Given task> Please lay out the records, from the line holding "compact form (34,37)." through the end of the records, inclusive, as a two-column CSV headed input and output. Give one row per record, with its text and its answer each in a single quoted field and line breaks turned into spaces.

Provided records>
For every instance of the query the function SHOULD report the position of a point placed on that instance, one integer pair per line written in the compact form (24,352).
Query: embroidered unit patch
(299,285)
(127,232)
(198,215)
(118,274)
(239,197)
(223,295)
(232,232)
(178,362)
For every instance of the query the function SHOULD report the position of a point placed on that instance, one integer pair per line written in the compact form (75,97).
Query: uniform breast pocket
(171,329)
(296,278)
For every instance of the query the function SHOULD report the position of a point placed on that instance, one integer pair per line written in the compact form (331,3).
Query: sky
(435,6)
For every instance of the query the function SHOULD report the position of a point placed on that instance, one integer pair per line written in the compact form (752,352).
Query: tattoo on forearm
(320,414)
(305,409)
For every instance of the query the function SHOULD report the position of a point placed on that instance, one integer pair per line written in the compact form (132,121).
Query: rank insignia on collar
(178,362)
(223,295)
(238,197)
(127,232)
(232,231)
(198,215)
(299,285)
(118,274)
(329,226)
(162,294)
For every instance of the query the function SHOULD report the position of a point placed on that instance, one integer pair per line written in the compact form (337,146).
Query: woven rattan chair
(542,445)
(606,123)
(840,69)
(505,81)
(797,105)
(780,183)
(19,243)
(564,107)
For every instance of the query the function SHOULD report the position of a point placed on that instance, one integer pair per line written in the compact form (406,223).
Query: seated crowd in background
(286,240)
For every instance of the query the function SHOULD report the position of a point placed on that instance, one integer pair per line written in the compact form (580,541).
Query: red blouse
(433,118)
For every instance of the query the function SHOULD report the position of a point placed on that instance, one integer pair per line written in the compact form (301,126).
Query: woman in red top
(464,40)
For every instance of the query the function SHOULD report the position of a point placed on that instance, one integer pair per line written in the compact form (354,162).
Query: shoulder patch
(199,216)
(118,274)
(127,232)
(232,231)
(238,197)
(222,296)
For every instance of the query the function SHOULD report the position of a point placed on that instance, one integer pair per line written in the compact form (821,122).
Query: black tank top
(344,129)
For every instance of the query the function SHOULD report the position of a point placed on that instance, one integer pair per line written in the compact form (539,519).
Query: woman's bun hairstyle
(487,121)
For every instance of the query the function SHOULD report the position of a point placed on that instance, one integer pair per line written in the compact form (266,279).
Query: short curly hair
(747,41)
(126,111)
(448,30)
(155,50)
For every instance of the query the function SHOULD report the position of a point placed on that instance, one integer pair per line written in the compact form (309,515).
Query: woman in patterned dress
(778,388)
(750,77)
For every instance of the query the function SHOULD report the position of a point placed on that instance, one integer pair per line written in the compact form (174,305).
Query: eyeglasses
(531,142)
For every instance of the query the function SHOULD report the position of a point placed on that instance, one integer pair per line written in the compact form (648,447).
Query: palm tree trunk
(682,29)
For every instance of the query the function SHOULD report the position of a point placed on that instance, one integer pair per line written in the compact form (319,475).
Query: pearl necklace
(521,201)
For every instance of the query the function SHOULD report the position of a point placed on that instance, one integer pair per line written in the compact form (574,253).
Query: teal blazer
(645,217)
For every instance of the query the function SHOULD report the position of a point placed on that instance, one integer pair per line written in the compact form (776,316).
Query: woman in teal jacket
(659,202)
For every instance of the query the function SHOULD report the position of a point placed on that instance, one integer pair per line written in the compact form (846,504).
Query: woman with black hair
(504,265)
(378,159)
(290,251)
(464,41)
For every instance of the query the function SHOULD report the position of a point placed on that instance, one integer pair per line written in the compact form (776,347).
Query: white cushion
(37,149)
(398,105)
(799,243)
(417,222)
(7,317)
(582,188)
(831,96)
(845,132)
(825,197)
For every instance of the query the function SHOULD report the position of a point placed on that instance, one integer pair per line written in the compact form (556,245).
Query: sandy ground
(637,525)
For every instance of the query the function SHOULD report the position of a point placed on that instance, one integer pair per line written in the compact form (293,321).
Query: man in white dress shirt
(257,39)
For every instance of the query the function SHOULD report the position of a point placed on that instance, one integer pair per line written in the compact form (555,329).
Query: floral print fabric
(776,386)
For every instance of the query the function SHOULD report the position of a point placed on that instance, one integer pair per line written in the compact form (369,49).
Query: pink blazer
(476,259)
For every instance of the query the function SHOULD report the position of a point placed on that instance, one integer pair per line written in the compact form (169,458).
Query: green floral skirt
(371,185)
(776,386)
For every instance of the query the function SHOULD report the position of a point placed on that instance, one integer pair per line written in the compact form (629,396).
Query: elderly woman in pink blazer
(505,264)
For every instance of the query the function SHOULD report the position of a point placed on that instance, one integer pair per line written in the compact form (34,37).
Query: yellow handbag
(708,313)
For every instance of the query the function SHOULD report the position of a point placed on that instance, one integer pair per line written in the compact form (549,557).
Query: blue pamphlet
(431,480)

Finished exercise>
input,output
"For every instance of the query the function SHOULD report the position of a point placed on that instance, one integer pair per line written in the compact form (34,37). Query: yellow handbag","(708,313)"
"For every instance of the query the function SHOULD report the position of a point placed on that instance, one integer pair per line written in the compact form (549,557). Query: blue pamphlet","(431,480)"